[ASSIGNMENT]
The requested output is every line from the one with "Where can the person" through the last line below, printed exactly.

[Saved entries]
◇ ◇ ◇ ◇
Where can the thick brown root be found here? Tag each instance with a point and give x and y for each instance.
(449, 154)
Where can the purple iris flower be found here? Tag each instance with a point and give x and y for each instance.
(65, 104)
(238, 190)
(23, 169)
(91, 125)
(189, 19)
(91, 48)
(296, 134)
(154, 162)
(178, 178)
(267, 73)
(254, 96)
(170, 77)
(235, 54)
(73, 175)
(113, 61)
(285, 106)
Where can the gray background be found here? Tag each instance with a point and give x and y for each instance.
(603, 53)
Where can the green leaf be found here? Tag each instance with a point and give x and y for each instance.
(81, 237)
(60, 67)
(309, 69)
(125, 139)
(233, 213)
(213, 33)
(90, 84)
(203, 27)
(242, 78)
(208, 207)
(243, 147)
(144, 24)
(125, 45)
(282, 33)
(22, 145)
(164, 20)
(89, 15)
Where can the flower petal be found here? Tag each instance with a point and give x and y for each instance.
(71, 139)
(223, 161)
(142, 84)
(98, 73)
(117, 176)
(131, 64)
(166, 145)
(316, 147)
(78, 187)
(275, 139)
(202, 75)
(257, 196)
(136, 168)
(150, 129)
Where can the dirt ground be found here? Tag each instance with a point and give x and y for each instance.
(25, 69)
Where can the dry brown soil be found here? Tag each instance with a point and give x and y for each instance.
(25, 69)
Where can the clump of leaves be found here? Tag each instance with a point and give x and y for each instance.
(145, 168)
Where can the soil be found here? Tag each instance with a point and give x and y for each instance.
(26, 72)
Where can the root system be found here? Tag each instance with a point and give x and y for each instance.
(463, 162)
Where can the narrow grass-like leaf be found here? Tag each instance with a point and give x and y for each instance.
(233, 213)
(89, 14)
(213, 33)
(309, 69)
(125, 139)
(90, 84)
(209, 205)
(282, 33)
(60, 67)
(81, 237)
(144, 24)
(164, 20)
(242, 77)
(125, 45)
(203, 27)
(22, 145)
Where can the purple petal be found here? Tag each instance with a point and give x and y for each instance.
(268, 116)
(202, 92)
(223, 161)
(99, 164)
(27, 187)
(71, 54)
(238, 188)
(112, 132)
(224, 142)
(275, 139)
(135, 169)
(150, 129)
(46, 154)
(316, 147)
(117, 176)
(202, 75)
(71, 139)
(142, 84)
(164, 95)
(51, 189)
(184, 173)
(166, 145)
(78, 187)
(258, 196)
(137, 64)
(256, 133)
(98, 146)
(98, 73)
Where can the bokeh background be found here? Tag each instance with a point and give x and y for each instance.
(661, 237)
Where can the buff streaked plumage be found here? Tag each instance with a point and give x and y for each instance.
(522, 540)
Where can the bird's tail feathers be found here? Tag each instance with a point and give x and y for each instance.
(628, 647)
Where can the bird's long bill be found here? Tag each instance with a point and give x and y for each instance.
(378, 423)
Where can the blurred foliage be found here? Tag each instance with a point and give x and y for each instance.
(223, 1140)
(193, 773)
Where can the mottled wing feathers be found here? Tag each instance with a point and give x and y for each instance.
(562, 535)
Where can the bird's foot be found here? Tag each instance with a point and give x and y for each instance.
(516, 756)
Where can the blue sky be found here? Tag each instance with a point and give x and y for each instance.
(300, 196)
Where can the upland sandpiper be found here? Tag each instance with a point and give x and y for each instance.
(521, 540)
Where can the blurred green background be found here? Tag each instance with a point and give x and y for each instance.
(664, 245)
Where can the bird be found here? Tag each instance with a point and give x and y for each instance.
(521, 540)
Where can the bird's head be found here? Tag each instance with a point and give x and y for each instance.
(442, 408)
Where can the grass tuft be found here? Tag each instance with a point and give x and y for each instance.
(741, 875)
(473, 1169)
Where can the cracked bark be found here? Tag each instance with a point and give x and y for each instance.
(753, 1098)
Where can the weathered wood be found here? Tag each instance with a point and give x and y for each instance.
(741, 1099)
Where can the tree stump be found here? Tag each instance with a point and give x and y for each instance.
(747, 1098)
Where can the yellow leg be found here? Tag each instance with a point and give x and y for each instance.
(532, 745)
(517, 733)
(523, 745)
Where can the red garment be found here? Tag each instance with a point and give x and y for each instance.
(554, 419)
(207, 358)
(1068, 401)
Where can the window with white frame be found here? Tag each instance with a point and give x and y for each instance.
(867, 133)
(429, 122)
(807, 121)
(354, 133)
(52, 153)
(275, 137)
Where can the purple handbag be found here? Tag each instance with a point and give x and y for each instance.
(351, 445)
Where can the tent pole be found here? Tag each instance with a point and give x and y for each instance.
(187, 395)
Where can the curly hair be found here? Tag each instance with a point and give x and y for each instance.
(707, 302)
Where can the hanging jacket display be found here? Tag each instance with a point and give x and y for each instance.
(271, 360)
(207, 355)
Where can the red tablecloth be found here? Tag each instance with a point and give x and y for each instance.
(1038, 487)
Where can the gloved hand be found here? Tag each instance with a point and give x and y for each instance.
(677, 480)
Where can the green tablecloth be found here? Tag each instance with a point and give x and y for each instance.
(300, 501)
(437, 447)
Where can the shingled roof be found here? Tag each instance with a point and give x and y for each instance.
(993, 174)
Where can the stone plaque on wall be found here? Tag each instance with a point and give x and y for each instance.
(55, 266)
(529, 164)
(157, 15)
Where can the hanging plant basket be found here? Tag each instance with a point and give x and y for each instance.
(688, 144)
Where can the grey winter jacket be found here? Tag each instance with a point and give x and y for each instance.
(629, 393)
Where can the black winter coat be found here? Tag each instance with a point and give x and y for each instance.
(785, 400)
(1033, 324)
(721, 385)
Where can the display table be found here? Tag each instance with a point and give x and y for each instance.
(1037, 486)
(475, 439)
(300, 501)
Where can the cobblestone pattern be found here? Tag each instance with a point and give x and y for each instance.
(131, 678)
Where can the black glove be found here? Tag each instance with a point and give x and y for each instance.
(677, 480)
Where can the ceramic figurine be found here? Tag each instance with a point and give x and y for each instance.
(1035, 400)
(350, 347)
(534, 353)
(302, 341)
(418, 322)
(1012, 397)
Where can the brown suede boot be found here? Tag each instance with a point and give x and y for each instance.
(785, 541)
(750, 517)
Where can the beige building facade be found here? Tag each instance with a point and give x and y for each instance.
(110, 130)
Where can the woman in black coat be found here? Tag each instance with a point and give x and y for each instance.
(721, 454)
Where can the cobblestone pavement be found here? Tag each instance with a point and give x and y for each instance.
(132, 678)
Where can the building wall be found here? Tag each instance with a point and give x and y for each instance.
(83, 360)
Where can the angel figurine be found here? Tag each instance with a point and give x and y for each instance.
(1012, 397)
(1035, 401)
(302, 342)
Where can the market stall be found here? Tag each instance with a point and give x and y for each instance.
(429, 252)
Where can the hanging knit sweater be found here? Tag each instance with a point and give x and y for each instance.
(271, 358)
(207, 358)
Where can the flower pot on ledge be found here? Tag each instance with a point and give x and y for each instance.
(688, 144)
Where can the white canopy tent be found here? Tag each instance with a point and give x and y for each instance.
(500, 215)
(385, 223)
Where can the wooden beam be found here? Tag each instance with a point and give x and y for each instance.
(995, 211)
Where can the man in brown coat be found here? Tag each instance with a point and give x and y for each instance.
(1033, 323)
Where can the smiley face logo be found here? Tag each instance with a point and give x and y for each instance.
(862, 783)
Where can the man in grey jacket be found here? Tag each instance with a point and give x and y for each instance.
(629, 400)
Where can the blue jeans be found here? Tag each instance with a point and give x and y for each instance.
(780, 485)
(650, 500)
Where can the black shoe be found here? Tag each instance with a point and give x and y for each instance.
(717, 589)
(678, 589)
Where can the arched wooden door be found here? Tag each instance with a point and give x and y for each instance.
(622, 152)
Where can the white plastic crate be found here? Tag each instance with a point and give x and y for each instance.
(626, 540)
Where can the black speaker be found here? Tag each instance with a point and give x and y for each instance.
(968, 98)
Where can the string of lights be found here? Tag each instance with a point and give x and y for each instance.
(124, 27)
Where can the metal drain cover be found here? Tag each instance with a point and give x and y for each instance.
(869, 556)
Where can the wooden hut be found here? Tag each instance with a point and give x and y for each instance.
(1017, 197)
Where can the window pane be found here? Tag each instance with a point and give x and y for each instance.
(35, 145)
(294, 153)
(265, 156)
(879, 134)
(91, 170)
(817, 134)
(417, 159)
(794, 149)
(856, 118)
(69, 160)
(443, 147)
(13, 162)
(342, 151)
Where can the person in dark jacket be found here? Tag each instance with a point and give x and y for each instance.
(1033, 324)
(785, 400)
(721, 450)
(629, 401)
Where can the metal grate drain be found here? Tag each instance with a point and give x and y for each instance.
◇ ◇ ◇ ◇
[EXERCISE RESPONSE]
Where can the person in dark jacket be found here? Tag each instance with a point and give x and y for each instance.
(1033, 324)
(785, 400)
(721, 450)
(629, 401)
Where can the metal grate drain be found here? Tag each instance with a point and give x and y for each instance.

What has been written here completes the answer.